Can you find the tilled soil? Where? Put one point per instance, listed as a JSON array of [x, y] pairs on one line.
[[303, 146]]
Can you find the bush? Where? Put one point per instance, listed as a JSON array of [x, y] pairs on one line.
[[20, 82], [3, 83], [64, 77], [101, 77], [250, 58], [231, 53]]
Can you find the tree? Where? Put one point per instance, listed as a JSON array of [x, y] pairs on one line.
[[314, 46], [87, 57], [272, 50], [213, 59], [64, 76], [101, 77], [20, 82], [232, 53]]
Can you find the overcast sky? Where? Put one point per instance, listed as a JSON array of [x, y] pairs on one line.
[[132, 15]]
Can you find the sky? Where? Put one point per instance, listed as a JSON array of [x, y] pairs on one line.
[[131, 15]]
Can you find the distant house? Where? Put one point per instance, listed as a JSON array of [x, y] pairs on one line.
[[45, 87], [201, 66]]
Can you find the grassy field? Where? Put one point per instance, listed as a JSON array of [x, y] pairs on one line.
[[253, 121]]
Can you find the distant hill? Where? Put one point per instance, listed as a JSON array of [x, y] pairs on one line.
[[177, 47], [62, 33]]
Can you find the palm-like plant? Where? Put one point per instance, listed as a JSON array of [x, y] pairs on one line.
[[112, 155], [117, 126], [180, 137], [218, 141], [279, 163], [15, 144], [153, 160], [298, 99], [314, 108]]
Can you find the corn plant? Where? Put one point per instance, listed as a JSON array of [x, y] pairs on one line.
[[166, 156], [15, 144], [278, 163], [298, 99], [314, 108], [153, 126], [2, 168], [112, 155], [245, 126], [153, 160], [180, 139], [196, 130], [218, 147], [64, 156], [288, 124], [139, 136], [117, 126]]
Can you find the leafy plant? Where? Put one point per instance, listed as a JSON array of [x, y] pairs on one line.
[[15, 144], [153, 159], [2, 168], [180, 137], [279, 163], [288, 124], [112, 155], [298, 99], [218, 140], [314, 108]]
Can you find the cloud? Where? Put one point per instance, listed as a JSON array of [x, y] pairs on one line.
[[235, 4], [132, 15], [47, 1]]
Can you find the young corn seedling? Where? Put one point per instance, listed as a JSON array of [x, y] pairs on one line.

----------

**STATED TASK**
Reproduce the part that opens with the line containing "Can you find the cloud?" and runs through the end of the entries, both ends included. Keep each request unchanged, scale every point coordinate in the answers by 0.3, round to whole numbers with halves going up, and give only that part.

**WORKED SOLUTION**
Can you find the cloud? Where? Put one point per instance, listed as a JSON array of [x, y] pairs on one line.
[[71, 1], [40, 5], [14, 0]]
Can you find the young corn seedling? Where? Put one point per instance, listed as a JSON array of [x, y] pairs on one line.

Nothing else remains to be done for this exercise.